--- START Input ---

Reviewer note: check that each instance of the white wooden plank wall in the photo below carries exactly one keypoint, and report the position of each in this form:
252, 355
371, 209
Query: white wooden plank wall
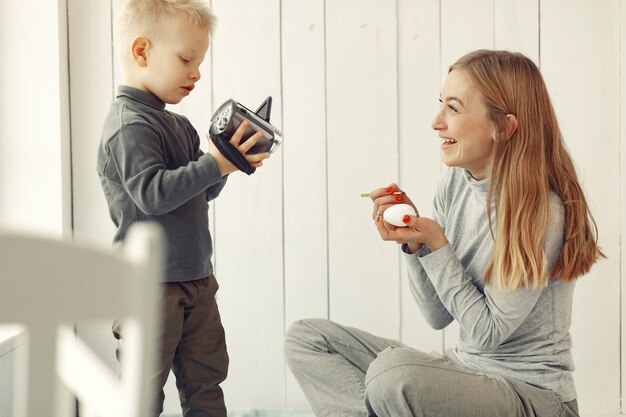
355, 85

--- END Input ---

_Task prompt:_
Write out the items above again, switching every "plank" to "board" and keeping everything else as it is. Leave the pictures out.

_Complete output:_
Reviewer note: check that each instance of the white wooden board wall in the photo below carries exactly one keypoint, and report the position of each in this form:
252, 355
371, 209
Query: white wooden board wall
355, 85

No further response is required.